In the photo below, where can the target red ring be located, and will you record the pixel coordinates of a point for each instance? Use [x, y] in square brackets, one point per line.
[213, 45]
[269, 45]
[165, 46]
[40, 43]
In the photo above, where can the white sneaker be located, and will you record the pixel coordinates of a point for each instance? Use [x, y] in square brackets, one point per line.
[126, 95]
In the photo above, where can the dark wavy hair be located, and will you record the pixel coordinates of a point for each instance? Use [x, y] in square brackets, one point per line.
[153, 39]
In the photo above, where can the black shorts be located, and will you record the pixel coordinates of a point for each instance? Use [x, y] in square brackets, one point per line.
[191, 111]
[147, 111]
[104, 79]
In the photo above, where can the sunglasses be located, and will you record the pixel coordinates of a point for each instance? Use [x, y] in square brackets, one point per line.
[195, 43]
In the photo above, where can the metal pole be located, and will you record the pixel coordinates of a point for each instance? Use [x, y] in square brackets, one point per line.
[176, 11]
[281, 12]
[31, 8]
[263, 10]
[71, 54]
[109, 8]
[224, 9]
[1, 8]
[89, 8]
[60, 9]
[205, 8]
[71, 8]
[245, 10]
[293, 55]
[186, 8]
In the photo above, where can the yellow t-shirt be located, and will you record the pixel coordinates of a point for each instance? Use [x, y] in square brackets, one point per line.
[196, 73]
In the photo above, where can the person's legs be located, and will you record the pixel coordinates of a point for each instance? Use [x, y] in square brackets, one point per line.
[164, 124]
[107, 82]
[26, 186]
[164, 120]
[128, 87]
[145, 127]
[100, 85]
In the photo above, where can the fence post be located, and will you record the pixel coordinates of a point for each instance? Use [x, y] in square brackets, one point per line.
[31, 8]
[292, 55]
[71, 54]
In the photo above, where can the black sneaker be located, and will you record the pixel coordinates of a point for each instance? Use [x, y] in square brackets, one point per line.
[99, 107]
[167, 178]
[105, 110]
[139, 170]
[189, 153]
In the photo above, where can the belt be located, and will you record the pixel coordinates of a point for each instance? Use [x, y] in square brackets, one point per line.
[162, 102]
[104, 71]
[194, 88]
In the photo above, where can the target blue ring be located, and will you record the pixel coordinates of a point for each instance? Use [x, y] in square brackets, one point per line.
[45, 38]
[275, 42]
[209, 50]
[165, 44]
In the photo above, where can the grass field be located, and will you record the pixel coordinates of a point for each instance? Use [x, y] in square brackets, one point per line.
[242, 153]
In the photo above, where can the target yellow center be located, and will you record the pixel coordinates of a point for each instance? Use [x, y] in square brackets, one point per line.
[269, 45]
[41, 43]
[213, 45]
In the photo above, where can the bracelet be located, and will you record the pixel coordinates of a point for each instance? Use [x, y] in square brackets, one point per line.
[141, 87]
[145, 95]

^^^^^^^^

Transcribe the records exactly as given.

In the photo below, where can the target red ring be located, and will you record the pixel coordinates of a point for each instance? Use [x, y] in square brackets, one point per line.
[213, 45]
[269, 45]
[165, 46]
[40, 43]
In the photo above, where can the white sneaker be located, and will you record the pixel coordinates of a point for each instance? Use [x, y] in square brackets, one point per line.
[126, 95]
In the photo above, where can the dark wavy hair be located, and will you record the pixel coordinates of a point for each instance? Use [x, y] in square brackets, one point per line.
[153, 39]
In the photo above, where can the black shorts be located, and will you record the pixel coordinates of a point for each instance? Use [x, y] in square brackets, one point per line.
[191, 111]
[147, 111]
[104, 79]
In the photo above, where can the sunglasses be located, and will you record the pixel coordinates of a point for each instance? Use [x, y] in square brackets, one point per line.
[195, 43]
In the photo above, where can the metal pole be located, and will you record the pixel coordinates of a point for each instance? Use [x, y] in square brackets, one point per line.
[176, 11]
[281, 12]
[31, 8]
[263, 10]
[71, 54]
[109, 8]
[224, 9]
[1, 8]
[89, 8]
[60, 9]
[205, 8]
[71, 8]
[245, 10]
[293, 55]
[186, 8]
In the photo above, where can the yellow t-shirt be located, and will you record the pixel coordinates of a point for each instance? Use [x, y] in square brackets, one point per line.
[196, 73]
In the photo above, where can the person's legs be located, and will you record the pixel coordinates of a point for each instance? Use [x, y] in square brackets, one point per line.
[164, 124]
[107, 82]
[26, 186]
[164, 120]
[128, 87]
[145, 127]
[100, 85]
In the photo above, where can the fence post be located, and will you record the pixel coordinates of a point for each instance? Use [x, y] in square brackets, one point per line.
[31, 8]
[292, 55]
[71, 54]
In the photo above, where can the black sneaker be located, and will you record the pixel coordinates of a point for each instance? Use [x, y] in square brackets, one point per line.
[99, 107]
[167, 178]
[105, 110]
[139, 170]
[189, 153]
In the photo above, where can the belt be located, and will you record the pixel coordinates of a point for each instance? Use [x, y] in square brackets, one point per line.
[162, 102]
[104, 71]
[194, 88]
In the photo above, where can the target blue ring be located, and will you record the pixel coordinates of a point for each instance? Use [x, y] in square brackets, one point per line.
[45, 38]
[275, 42]
[209, 50]
[165, 44]
In the photo above, where can the grass field be located, and will you record the pixel coordinates of a point for each instance? Use [x, y] in square brackets, one point per line.
[242, 153]
In the photo above, where can the target yellow center be located, and will you record the pixel coordinates of a point for each instance? Use [x, y] in square brackets, one point per line.
[269, 45]
[41, 43]
[213, 45]
In the photo above, where can the bracelet be located, and will you record the pixel coordinates of a point for each instance? Use [x, y] in square brackets, one point per line.
[141, 87]
[145, 95]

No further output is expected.